* Partes do exercício
(A) No excerto sobre a condução à chuva, que idade tem hoje a sobrinha?
(B) Prossiga o excerto sobre a condução à chuva a partir da última frase apresentada.

┌─ Excerto do texto

A chuva insiste de encontro ao pára-brisas. Os contornos de tudo embaciam-se por detrás da água, as cores perdem os limites que as contêm e entornam-se umas sobre as outras. Depois, chega o instante em que as escovas do limpa pára-brisas não conseguem esperar mais. A uma velocidade constante, certa, fazem o seu movimento geométrico, a nitidez cinzenta do céu reflectida pela estrada e, logo a seguir, a chuva de novo. Conduzo devagar.

 

A minha sobrinha fala de pessoas que já morreram. Responde às minhas perguntas, mas o silêncio também lhe serviria. Lembra-se bem do momento em que acordou a meio da noite e ouviu os crescidos a receberem a notícia de uma morte. Hoje, tem vinte e cinco anos. Enquanto fala, acede a impressões de pessoas do passado, é difícil distinguir se são memórias ou apenas pensamentos criados pelo que ouviu dizer, não sabe se está a recordar ou a imaginar. Essa indefinição incomoda-a. Está habituada a lembrar-se de tudo o que pensa. Falo-lhe de outras pessoas, gente que morreu quando era ainda mais pequena. Não tem qualquer memória. Custa-lhe menos chegar a essa conclusão. Sente menos falta daquilo que nunca teve.

 

Conduzo devagar. Durante um instante, as figuras foscas do pára-brisas são a direcção para onde continuo. A voz da minha sobrinha hesita, estende-se no interior do carro, protegida da chuva, com uma fragilidade imperfeita. As pessoas de que ela não se lembra estão dentro de mim. Vejo-as com clareza. Nalguns casos, dirigem-se a mim, tratam-me pelo nome e sorriem, completamente ignorantes de estarem mortas. Sinto a sua presença em detalhes, não tenho de fazer qualquer esforço para os ter presentes: a maneira como penteiam/penteavam o cabelo com os dedos, uma certa expressão do rosto, a maneira como dizem/diziam certas palavras. A limpeza da memória das suas vozes comove-me, a maneira como pronunciam certas palavras, mas sei que não estão vivos, sei que não poderei voltar a ouvir essas vozes que ninguém gravou.

└─
┌─ Extrato de dados

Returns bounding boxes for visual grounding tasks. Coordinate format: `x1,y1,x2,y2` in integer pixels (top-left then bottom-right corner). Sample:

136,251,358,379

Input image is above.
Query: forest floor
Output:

└─

* Respostas dadas
(A) Tem vinte e cinco anos.

(B)
 

Procurando explicações para mim próprio, olho para o passado como se fosse a casa dos meus pais. Aprendi a conhecer cada pormenor das suas paredes, a sua textura, acreditei naquela casa como só um menino é capaz, depois o tempo passou. Aqui mesmo, ou em todos os lugares onde já estive sem me lembrar dela, a casa continuou sempre lá. Está lá agora, com tempo a passar lento nas suas divisões mal iluminadas, as mesmas onde fui criança, o banco onde me sentava ao lume em dias como este, o corredor que a minha mãe atravessava cheia de pressa, o sofá onde o meu pai se sentava já doente, a cama onde eu me deitava a imaginar o adulto que seria/sou, o canto da cozinha onde nesta época do ano decorava a árvore de Natal. E foi assim em todos os momentos. Depois de sair de lá, noutras casas, sem me lembrar, compenetrado em apaixonar-me ou em desiludir-me, a casa estava sempre lá, com tempo a passar nas suas divisões vazias. Enquanto eu tinha filhos, a casa estava lá; enquanto eu publicava livros, a casa estava lá; enquanto eu me preocupava com insignificâncias que já esqueci, a casa estava lá.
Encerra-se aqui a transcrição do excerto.